Aufgabenstellung:
Suchen Sie in den folgenden Datensätzen jede Zeile heraus, in der das Wort „backpack“ vorkommt, und schreiben Sie diese Zeilen vollständig ab.

══ Vorliegende Datensätze

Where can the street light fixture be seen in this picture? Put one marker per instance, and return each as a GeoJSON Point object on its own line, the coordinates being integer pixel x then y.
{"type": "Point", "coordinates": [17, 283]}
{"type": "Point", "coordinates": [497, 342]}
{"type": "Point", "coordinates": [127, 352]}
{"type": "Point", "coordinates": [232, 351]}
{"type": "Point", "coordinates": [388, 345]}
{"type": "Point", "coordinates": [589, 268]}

════
══ Vorliegende Datensätze

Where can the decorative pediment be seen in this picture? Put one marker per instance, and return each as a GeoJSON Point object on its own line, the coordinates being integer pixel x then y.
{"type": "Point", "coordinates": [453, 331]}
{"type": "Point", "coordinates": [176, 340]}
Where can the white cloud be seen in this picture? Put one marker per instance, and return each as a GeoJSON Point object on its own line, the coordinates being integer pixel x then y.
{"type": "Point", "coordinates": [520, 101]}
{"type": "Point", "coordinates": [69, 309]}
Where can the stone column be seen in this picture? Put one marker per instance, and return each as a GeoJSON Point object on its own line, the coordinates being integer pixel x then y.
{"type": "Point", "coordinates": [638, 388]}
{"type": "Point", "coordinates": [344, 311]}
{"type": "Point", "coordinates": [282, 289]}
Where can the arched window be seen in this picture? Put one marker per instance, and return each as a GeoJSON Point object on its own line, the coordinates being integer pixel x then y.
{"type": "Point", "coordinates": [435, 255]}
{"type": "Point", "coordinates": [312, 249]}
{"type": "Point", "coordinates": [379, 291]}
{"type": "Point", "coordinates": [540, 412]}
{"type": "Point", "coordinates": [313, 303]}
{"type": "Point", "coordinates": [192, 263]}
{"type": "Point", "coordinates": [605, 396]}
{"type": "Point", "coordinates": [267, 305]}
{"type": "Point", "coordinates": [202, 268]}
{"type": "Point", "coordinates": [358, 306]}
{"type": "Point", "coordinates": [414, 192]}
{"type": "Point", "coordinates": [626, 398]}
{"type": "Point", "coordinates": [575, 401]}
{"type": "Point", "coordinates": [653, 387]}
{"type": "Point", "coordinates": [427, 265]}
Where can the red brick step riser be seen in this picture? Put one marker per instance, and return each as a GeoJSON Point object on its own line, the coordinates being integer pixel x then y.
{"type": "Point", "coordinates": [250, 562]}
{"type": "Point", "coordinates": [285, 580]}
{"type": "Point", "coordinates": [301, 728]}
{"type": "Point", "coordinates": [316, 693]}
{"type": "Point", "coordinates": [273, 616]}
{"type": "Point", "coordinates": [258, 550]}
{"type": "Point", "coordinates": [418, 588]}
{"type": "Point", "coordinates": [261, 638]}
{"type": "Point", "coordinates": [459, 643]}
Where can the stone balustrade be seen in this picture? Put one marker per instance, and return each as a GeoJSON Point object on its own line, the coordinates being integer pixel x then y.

════
══ Vorliegende Datensätze

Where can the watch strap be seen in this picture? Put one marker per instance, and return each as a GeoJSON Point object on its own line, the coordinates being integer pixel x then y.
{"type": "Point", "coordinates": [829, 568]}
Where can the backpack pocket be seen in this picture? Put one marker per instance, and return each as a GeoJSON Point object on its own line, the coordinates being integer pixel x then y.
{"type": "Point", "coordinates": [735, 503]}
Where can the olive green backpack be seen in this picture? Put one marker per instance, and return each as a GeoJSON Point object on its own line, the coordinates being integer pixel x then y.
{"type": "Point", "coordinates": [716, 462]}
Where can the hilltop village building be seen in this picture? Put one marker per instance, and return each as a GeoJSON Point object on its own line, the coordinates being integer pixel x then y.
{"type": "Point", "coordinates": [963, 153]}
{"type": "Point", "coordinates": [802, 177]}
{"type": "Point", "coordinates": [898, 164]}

════

Vollständige Lösung:
Where can the backpack pocket be seen in this picture? Put one marker per instance, and return each as a GeoJSON Point object on its own line, the coordinates being integer pixel x then y.
Where can the olive green backpack be seen in this picture? Put one marker per instance, and return each as a GeoJSON Point object on its own line, the coordinates being integer pixel x then y.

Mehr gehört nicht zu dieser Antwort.